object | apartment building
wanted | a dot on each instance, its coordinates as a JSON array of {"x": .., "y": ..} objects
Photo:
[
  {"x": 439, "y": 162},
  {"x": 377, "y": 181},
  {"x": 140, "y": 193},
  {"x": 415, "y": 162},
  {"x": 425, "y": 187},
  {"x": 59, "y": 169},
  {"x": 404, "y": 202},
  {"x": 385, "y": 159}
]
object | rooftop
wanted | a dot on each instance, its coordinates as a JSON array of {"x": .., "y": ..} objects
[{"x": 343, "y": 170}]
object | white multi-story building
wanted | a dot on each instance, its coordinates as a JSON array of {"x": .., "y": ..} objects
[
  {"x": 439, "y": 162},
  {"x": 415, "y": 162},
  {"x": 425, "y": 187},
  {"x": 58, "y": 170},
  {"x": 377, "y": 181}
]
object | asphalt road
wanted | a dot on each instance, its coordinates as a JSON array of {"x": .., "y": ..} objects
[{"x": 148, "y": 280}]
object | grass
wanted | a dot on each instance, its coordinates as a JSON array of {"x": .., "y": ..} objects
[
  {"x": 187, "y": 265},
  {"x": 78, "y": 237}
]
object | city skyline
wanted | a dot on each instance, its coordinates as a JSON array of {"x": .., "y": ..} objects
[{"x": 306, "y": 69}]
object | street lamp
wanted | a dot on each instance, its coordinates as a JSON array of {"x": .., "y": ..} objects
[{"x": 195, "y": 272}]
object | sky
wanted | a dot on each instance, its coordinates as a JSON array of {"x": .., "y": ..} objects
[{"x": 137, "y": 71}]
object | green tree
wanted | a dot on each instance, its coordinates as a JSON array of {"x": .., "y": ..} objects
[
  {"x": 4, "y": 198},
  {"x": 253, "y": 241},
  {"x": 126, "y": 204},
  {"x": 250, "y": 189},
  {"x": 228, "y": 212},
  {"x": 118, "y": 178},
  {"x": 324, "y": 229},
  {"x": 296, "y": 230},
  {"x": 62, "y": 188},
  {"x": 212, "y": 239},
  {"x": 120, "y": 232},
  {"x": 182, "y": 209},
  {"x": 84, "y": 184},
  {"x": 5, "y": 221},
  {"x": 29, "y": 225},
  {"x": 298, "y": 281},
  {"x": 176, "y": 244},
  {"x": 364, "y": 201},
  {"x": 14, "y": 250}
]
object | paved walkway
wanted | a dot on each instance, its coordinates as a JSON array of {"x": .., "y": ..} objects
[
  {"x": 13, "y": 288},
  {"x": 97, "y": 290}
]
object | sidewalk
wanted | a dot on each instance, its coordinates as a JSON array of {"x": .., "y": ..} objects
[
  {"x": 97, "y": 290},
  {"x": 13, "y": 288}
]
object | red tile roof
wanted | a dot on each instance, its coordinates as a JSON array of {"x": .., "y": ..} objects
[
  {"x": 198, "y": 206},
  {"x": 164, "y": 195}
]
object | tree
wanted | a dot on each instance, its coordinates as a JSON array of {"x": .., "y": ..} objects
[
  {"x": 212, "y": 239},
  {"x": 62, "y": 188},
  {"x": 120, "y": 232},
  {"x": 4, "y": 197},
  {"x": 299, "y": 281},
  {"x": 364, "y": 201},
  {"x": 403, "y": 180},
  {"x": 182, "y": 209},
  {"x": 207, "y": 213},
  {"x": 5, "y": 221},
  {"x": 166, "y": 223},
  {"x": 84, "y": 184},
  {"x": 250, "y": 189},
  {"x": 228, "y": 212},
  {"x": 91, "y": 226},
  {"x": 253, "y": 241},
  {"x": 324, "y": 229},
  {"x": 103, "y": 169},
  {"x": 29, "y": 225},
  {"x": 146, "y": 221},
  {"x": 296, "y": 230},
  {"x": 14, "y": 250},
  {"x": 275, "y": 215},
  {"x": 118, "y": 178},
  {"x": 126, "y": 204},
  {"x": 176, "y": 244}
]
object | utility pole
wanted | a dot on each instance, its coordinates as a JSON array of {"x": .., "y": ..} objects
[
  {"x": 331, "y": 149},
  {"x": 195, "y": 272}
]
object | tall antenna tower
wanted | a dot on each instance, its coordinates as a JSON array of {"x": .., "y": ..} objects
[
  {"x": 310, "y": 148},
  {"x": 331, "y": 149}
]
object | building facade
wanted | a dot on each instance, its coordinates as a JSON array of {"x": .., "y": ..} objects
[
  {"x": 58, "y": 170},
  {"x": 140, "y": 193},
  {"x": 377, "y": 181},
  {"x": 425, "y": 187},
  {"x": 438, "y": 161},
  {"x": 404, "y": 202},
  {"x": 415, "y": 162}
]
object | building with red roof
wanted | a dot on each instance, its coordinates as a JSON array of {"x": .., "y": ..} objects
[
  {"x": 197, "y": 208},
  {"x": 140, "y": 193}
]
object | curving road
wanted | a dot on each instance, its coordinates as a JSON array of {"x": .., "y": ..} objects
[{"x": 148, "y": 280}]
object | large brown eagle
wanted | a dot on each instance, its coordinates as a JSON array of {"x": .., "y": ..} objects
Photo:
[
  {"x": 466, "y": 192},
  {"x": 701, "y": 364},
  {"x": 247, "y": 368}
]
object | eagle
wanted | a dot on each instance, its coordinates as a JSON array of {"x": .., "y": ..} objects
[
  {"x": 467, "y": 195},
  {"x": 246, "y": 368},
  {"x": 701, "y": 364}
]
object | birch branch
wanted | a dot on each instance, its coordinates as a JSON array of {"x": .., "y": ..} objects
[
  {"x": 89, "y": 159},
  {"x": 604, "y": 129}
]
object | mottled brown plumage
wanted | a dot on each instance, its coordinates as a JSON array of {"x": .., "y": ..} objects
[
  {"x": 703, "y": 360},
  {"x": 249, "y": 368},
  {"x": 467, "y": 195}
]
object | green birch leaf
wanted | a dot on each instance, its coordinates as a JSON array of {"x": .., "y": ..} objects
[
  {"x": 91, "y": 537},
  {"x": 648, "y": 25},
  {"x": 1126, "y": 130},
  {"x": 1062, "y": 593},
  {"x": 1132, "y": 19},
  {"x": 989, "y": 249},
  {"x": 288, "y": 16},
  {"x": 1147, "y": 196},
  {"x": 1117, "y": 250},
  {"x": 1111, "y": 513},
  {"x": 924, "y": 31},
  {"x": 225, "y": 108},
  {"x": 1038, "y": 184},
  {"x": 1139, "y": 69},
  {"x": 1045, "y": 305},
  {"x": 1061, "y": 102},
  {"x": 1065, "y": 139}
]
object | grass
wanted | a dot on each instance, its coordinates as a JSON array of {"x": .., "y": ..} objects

■ YOUR TASK
Copy all of the records above line for line, changing nothing.

■ THE RESULT
object | apartment building
wanted | a dot on each instance, its coordinates as a JSON array of {"x": .., "y": ..} objects
Photo:
[
  {"x": 439, "y": 162},
  {"x": 377, "y": 181},
  {"x": 140, "y": 193},
  {"x": 415, "y": 162},
  {"x": 425, "y": 187},
  {"x": 59, "y": 169},
  {"x": 404, "y": 202},
  {"x": 385, "y": 159}
]
object | rooftop
wanted | a dot on each instance, its coordinates as a JSON array of {"x": .., "y": ..} objects
[{"x": 343, "y": 170}]
object | white multi-story building
wanted | a dot on each instance, its coordinates as a JSON array of {"x": .., "y": ..} objects
[
  {"x": 439, "y": 162},
  {"x": 415, "y": 162},
  {"x": 425, "y": 187},
  {"x": 58, "y": 170},
  {"x": 377, "y": 181}
]
object | asphalt road
wanted | a dot on each instance, its coordinates as a JSON array of {"x": .., "y": ..} objects
[{"x": 148, "y": 280}]
object | grass
wanted | a dot on each instance, its coordinates as a JSON array of {"x": .., "y": ..} objects
[
  {"x": 187, "y": 265},
  {"x": 78, "y": 237}
]
object | city skyline
wanted | a dot on each instance, its coordinates as a JSON array of {"x": .., "y": ..} objects
[{"x": 306, "y": 69}]
object | street lamp
wanted | a dot on each instance, its coordinates as a JSON array of {"x": .., "y": ..} objects
[{"x": 195, "y": 272}]
object | sky
wanted | a dot on each instance, its coordinates as a JSON array of {"x": .., "y": ..} objects
[{"x": 137, "y": 71}]
object | green tree
wanted | a dot on each instance, its coordinates as a JSON array of {"x": .., "y": ..} objects
[
  {"x": 4, "y": 198},
  {"x": 253, "y": 241},
  {"x": 126, "y": 204},
  {"x": 250, "y": 189},
  {"x": 228, "y": 212},
  {"x": 118, "y": 178},
  {"x": 324, "y": 229},
  {"x": 296, "y": 230},
  {"x": 62, "y": 188},
  {"x": 212, "y": 239},
  {"x": 120, "y": 232},
  {"x": 182, "y": 209},
  {"x": 84, "y": 184},
  {"x": 5, "y": 221},
  {"x": 29, "y": 225},
  {"x": 298, "y": 281},
  {"x": 176, "y": 244},
  {"x": 364, "y": 201},
  {"x": 14, "y": 250}
]
object | paved walkway
wanted | a dot on each instance, its coordinates as a JSON array of {"x": .., "y": ..} objects
[
  {"x": 13, "y": 288},
  {"x": 97, "y": 290}
]
object | sidewalk
wanted | a dot on each instance, its coordinates as a JSON array of {"x": .., "y": ..} objects
[
  {"x": 97, "y": 290},
  {"x": 13, "y": 288}
]
object | red tile roof
wanted | a dot on each instance, its coordinates as a JSON array of {"x": .., "y": ..} objects
[
  {"x": 198, "y": 206},
  {"x": 164, "y": 195}
]
object | tree
wanted | a dot on each instance, its coordinates as a JSON array of {"x": .., "y": ..} objects
[
  {"x": 212, "y": 239},
  {"x": 62, "y": 188},
  {"x": 120, "y": 232},
  {"x": 4, "y": 197},
  {"x": 299, "y": 281},
  {"x": 364, "y": 201},
  {"x": 403, "y": 180},
  {"x": 182, "y": 209},
  {"x": 207, "y": 213},
  {"x": 5, "y": 221},
  {"x": 166, "y": 223},
  {"x": 84, "y": 184},
  {"x": 250, "y": 189},
  {"x": 228, "y": 212},
  {"x": 91, "y": 226},
  {"x": 253, "y": 241},
  {"x": 324, "y": 229},
  {"x": 103, "y": 169},
  {"x": 29, "y": 225},
  {"x": 146, "y": 221},
  {"x": 296, "y": 230},
  {"x": 14, "y": 250},
  {"x": 275, "y": 215},
  {"x": 118, "y": 178},
  {"x": 126, "y": 204},
  {"x": 176, "y": 244}
]
object | utility pole
wanted | a dot on each instance, its coordinates as a JSON array of {"x": .., "y": ..} objects
[
  {"x": 331, "y": 149},
  {"x": 195, "y": 272}
]
object | tall antenna tower
wanted | a dot on each instance, its coordinates as a JSON array of {"x": .., "y": ..} objects
[
  {"x": 310, "y": 148},
  {"x": 331, "y": 149}
]
object | building facade
wanted | a dot on each instance, its coordinates as a JSON array of {"x": .., "y": ..} objects
[
  {"x": 58, "y": 170},
  {"x": 140, "y": 193},
  {"x": 377, "y": 181},
  {"x": 425, "y": 187},
  {"x": 438, "y": 161},
  {"x": 404, "y": 202},
  {"x": 415, "y": 162}
]
object | building with red roof
wanted | a dot on each instance, its coordinates as a JSON array of {"x": .., "y": ..} objects
[
  {"x": 197, "y": 208},
  {"x": 140, "y": 193}
]
object | curving road
wanted | a dot on each instance, its coordinates as a JSON array of {"x": .., "y": ..} objects
[{"x": 148, "y": 280}]
object | large brown eagle
wanted | a dot on each instance, its coordinates as a JSON array of {"x": .., "y": ..} objects
Photo:
[
  {"x": 466, "y": 192},
  {"x": 701, "y": 364},
  {"x": 247, "y": 368}
]
object | eagle
wanted | a dot on each instance, its coordinates as a JSON array of {"x": .., "y": ..} objects
[
  {"x": 467, "y": 195},
  {"x": 246, "y": 368},
  {"x": 701, "y": 364}
]
object | birch branch
wanted | a dot on each instance, its coordinates as a JSON array of {"x": .., "y": ..} objects
[
  {"x": 89, "y": 159},
  {"x": 604, "y": 129}
]
object | mottled brown plumage
wanted | a dot on each instance, its coordinates as a JSON array of {"x": .., "y": ..} objects
[
  {"x": 703, "y": 360},
  {"x": 249, "y": 368},
  {"x": 467, "y": 195}
]
object | green birch leaf
wanted | a dot on each instance, its coordinates as a JSON array of {"x": .., "y": ..} objects
[
  {"x": 91, "y": 537},
  {"x": 648, "y": 25},
  {"x": 1126, "y": 130},
  {"x": 1062, "y": 593},
  {"x": 1132, "y": 19},
  {"x": 989, "y": 249},
  {"x": 288, "y": 16},
  {"x": 1147, "y": 196},
  {"x": 1117, "y": 250},
  {"x": 1111, "y": 513},
  {"x": 924, "y": 31},
  {"x": 225, "y": 108},
  {"x": 1038, "y": 184},
  {"x": 1139, "y": 69},
  {"x": 1045, "y": 305},
  {"x": 1061, "y": 102},
  {"x": 1065, "y": 139}
]
object | grass
wanted | a dot on each instance, its coordinates as a JSON array of {"x": .., "y": ..} objects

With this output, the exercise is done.